■ Texto de origem ■
◆ ◆ ◆ ◆
7. Por entender, em suma, que o período de cessão de rendimentos do Recorrente insolvente só se iniciaria com o despacho de encerramento do processo, não fora a entrada em vigor do n.º 6 do artigo 6.º do Decreto-Lei n.º 79/2017, de 30 de junho, por força do qual, quanto muito, aquele período deve ter-se então por iniciado em 01.07.2017.

Com efeito,

8. Ainda inconformado com o teor decisório do Tribunal da Relação de Lisboa, e porque é manifesta e inequívoca a inconstitucionalidade das normas e da interpretação e aplicação que se lhes atribuiu, o Recorrente interpôs recurso de revista daquele acórdão, ao abrigo do artigo 14.º do CIRE, para este Supremo Tribunal de Justiça, com efeito devolutivo e subida em separado.
◆ ◆ ◆ ◆
■ Dados brutos ■
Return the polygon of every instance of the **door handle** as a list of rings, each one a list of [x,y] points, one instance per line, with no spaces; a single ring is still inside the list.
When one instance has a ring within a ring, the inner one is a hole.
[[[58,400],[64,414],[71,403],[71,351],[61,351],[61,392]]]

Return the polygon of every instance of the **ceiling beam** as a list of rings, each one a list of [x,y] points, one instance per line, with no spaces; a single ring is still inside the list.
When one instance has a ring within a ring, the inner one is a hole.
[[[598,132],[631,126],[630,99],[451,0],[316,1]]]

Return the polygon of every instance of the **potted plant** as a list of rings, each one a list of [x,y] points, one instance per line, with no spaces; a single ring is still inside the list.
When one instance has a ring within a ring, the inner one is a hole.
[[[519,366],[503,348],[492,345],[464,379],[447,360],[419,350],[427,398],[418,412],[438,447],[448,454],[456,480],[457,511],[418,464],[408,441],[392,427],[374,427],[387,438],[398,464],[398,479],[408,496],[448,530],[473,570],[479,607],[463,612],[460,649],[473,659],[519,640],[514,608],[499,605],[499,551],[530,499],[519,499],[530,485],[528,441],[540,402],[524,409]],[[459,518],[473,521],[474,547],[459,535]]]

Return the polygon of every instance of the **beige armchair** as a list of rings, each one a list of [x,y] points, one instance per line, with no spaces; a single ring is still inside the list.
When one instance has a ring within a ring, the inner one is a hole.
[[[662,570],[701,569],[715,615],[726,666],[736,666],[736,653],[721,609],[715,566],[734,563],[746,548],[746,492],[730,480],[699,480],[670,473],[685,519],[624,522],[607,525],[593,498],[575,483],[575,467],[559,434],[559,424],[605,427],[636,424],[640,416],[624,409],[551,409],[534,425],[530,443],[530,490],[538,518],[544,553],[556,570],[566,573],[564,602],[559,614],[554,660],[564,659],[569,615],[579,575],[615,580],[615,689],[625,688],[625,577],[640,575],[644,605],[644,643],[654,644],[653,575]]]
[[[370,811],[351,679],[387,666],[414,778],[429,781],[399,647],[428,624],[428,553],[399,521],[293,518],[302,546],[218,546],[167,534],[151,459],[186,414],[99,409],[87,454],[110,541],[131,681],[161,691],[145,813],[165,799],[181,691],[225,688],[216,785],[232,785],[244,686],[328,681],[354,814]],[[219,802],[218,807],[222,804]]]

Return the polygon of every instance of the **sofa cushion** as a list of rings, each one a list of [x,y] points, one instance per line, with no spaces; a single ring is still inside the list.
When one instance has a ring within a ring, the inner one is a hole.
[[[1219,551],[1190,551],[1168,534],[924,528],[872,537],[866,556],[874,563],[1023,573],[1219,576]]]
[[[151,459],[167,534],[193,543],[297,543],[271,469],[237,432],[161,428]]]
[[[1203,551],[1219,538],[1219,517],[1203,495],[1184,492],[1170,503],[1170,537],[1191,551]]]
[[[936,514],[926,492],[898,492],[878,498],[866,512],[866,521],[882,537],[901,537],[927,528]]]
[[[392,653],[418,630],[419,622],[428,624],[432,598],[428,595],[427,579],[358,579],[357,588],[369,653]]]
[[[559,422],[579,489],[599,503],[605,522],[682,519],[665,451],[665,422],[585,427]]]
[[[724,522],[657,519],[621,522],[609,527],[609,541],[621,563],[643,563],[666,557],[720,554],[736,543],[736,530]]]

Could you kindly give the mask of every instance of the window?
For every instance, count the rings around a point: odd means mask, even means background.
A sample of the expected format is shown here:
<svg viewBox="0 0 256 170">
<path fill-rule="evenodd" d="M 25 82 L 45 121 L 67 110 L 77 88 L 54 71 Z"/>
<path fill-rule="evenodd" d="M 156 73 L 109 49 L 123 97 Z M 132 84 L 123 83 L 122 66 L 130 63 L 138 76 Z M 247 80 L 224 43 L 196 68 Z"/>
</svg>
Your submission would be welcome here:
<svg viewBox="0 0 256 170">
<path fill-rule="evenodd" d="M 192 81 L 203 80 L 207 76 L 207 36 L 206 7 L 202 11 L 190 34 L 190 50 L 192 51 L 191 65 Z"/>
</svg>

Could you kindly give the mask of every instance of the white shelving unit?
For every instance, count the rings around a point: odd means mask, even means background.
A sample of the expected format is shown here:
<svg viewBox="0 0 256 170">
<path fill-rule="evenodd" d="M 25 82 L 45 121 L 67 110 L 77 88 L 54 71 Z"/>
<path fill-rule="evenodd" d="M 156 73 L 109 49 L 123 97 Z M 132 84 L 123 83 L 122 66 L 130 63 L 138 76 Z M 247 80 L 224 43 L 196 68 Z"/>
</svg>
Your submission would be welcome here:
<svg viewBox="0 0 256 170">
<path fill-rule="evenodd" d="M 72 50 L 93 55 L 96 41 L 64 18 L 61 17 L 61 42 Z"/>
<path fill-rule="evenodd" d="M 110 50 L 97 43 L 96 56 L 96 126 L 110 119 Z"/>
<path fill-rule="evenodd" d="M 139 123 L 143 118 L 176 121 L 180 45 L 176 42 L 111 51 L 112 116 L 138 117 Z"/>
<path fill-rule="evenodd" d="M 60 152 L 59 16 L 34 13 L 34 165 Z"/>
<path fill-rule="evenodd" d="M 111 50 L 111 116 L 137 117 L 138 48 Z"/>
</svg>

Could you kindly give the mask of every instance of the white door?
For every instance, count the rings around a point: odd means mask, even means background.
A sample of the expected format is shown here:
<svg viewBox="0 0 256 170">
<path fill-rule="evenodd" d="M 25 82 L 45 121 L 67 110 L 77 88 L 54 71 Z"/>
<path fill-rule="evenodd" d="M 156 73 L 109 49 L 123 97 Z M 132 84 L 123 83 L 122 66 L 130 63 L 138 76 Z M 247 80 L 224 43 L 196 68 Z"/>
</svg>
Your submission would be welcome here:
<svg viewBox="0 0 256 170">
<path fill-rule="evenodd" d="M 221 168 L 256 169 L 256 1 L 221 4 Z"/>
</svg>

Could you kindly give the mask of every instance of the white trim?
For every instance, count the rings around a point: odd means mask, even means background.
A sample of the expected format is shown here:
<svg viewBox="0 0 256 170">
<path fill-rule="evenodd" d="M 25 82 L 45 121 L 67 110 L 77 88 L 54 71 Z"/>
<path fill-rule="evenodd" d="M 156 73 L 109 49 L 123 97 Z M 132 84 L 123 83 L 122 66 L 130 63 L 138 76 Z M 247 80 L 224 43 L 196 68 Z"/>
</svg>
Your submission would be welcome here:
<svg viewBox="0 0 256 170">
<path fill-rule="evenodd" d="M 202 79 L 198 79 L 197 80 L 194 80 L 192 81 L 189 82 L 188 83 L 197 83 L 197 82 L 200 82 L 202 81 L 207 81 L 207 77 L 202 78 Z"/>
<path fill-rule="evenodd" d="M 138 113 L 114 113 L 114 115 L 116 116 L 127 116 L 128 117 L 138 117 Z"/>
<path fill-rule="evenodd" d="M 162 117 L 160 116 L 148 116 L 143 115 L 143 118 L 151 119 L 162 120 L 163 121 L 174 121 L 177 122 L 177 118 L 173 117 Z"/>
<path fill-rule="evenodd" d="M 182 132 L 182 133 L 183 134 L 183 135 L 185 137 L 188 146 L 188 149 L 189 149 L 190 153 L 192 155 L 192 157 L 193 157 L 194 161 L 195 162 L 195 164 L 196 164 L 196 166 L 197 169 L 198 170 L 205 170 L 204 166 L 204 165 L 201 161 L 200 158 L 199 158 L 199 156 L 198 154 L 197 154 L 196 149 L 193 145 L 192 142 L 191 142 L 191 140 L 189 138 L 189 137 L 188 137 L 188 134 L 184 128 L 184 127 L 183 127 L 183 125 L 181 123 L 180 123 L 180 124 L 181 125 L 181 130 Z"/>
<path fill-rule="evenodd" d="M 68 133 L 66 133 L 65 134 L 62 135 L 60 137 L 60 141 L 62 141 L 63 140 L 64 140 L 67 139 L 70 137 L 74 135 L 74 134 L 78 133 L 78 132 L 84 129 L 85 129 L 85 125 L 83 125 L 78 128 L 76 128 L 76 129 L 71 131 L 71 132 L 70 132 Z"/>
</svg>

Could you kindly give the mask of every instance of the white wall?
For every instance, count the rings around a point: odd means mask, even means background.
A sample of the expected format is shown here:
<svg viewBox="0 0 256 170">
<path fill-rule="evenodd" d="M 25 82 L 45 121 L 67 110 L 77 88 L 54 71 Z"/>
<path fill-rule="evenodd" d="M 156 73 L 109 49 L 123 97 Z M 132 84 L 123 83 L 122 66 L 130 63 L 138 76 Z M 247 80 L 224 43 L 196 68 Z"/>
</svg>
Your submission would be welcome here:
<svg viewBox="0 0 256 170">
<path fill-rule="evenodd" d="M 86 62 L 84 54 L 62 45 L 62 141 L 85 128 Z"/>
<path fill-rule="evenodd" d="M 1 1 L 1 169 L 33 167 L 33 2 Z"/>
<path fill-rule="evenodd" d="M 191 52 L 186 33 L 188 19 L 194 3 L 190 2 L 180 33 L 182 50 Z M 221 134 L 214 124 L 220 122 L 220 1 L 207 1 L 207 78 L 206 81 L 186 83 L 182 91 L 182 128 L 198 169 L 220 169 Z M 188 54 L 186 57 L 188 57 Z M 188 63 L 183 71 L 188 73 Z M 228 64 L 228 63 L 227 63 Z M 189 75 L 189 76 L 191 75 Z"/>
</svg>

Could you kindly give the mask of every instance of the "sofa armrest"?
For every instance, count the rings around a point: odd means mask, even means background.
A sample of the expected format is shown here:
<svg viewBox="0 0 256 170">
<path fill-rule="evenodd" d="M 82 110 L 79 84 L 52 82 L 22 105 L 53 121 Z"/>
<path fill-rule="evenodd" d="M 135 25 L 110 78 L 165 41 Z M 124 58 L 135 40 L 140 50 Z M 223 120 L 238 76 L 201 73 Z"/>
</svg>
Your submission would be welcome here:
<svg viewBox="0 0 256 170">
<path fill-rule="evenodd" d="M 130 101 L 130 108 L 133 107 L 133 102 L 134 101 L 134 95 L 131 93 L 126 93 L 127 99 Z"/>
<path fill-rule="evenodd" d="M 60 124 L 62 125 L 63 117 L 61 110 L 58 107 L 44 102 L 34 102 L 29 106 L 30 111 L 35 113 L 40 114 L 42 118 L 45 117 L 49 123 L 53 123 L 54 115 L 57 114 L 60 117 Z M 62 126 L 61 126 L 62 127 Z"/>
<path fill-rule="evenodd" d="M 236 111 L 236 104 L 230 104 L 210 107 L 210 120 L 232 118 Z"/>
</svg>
◆ ◆ ◆ ◆
■ Tarefa ■
Responda com base no texto de origem:
1. Por força do n.º 6 do artigo 6.º do Decreto-Lei n.º 79/2017, em que data deve ter-se por iniciado o período de cessão de rendimentos?
2. De que tribunal era o acórdão com cujo teor decisório o Recorrente continuou inconformado?
3. Ao abrigo de que artigo foi interposto o recurso de revista?

■ Resposta completa ■
1. Em 01.07.2017.
2. Do Tribunal da Relação de Lisboa.
3. Do artigo 14.º do CIRE.